§ Records supplied
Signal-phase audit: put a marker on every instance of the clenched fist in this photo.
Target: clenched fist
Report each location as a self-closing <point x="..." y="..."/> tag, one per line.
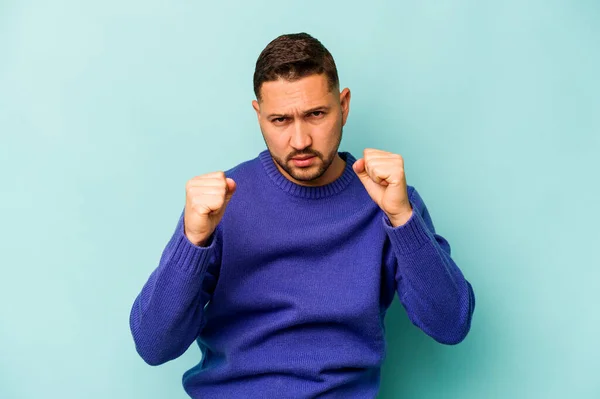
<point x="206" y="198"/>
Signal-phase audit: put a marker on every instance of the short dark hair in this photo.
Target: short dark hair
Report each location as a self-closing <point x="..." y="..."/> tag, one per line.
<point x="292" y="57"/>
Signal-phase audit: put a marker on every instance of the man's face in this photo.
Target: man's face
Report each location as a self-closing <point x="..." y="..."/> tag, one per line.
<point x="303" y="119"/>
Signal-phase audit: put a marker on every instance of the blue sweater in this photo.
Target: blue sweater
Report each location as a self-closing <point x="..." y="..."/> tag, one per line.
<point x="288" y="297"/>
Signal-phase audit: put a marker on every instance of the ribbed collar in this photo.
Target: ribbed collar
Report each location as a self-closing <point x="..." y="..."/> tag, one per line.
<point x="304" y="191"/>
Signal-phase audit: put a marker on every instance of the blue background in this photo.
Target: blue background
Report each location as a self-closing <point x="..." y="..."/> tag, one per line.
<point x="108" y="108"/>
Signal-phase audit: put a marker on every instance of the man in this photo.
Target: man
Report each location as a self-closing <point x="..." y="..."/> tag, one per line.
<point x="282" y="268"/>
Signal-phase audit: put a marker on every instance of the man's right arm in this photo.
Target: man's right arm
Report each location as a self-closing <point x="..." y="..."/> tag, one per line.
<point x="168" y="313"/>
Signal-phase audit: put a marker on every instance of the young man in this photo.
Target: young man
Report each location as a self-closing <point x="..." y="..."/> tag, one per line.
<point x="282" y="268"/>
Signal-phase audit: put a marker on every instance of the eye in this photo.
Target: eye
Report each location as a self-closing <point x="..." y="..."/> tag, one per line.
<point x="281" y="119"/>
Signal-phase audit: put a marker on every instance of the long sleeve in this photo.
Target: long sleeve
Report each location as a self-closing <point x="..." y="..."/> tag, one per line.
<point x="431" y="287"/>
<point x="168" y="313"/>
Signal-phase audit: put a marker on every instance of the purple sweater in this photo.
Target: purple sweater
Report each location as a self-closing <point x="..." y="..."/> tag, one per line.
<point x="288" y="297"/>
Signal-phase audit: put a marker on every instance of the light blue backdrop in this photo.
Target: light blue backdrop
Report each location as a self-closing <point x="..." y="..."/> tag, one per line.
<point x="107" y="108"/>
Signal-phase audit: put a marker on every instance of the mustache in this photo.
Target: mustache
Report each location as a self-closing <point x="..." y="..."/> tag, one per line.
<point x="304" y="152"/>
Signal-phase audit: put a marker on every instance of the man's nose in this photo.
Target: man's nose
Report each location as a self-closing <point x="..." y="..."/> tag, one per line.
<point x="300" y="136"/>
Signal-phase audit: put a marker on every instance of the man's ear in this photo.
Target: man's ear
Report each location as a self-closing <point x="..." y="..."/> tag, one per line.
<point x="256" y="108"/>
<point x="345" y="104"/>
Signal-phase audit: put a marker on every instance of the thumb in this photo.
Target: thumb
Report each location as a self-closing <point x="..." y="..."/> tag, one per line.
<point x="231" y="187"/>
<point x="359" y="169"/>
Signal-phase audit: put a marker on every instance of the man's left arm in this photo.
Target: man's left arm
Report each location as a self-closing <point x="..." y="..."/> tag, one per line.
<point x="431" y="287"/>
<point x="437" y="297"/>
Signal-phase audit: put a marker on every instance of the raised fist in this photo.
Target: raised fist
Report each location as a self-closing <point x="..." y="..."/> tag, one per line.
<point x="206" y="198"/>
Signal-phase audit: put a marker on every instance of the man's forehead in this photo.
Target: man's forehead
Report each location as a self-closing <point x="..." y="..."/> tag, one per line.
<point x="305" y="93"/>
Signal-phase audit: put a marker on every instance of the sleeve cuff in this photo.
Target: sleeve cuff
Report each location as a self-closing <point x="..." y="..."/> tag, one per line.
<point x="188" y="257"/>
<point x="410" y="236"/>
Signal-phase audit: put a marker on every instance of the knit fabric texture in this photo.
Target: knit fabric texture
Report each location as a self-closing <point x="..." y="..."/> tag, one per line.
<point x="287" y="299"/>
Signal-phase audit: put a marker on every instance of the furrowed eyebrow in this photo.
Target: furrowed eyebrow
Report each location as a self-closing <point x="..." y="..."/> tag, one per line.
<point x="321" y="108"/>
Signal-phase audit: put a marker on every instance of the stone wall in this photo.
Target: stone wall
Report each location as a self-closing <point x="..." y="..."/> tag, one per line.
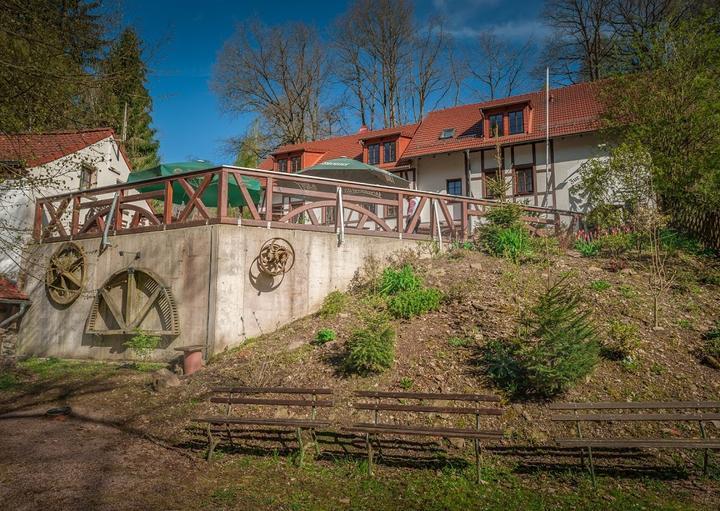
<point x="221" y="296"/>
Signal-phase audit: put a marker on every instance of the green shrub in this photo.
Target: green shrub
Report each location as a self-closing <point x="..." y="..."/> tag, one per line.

§ Instructions for the task
Without any pictures, reproduce exactly the lines from the line that contains "Signal-phase audit: put a marker on every instance of the raised" to the end of the entries above, both ends included.

§ The reply
Signal-phase audit: put a marker on every instance of the raised fist in this photo.
Target: raised fist
Report each location as a self-closing <point x="..." y="..."/> tag, one per line.
<point x="206" y="198"/>
Signal-phase audit: put a marker on every instance of the man's forehead in this photo.
Target: man's forehead
Report each location as a self-closing <point x="..." y="..."/> tag, one per line.
<point x="305" y="93"/>
Signal-phase audit: put a marker on every instance of the sleeve cuff in this photo.
Target: sleeve cuff
Report each location as a self-closing <point x="..." y="..."/> tag, one per line.
<point x="188" y="257"/>
<point x="410" y="236"/>
Signal-phase audit: put a marker on every instance of the knit fabric texture in this photo.
Target: knit fabric texture
Report each location as a self-closing <point x="..." y="..."/> tag, one per line.
<point x="287" y="299"/>
Signal-phase audit: put a marker on every instance of the furrowed eyebrow in this photo.
Target: furrowed eyebrow
Report each location as a self-closing <point x="..." y="..."/> tag, one per line.
<point x="321" y="108"/>
Signal-phase audit: put a marker on every instance of the stone wall in this photo.
Target: stone wall
Report each location as a self-closing <point x="..." y="..."/> tag, one per line.
<point x="221" y="296"/>
Signal-phase audit: put a marker on every instance of the green shrub in this photo.
Target: green shrub
Report each location as a self-closing <point x="..." y="..."/> tag, one per line.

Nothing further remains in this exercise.